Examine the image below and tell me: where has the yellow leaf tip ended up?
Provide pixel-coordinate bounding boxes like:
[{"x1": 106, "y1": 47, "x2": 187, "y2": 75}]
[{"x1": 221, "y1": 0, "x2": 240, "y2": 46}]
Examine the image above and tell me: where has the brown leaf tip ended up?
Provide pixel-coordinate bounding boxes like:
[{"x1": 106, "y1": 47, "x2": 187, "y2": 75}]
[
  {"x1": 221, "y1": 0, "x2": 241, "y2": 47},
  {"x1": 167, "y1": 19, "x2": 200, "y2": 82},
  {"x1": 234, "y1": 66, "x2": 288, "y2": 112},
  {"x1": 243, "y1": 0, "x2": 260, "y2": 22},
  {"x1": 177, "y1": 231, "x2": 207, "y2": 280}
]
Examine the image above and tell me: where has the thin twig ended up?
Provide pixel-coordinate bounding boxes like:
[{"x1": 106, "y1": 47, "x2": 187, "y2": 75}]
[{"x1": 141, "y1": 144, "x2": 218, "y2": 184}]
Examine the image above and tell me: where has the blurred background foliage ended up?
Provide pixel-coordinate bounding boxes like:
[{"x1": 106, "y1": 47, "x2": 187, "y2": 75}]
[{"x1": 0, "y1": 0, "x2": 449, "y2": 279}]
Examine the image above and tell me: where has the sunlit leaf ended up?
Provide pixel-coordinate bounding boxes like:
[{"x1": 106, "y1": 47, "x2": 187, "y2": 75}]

=== TASK DESCRIPTION ===
Which lines in the data above hold the string "image"? Show each one.

=== EXERCISE RESPONSE ===
Examine the image below and tell me: where has the yellow leaf tip ended up?
Examine the image above and tell me: where has the brown leaf tip ended up?
Examine the image above and tell me: where has the thin twig ended up?
Examine the image above and tell me: where has the blurred background foliage ended up?
Examine the image above and tell me: where has the sunlit leaf ended up?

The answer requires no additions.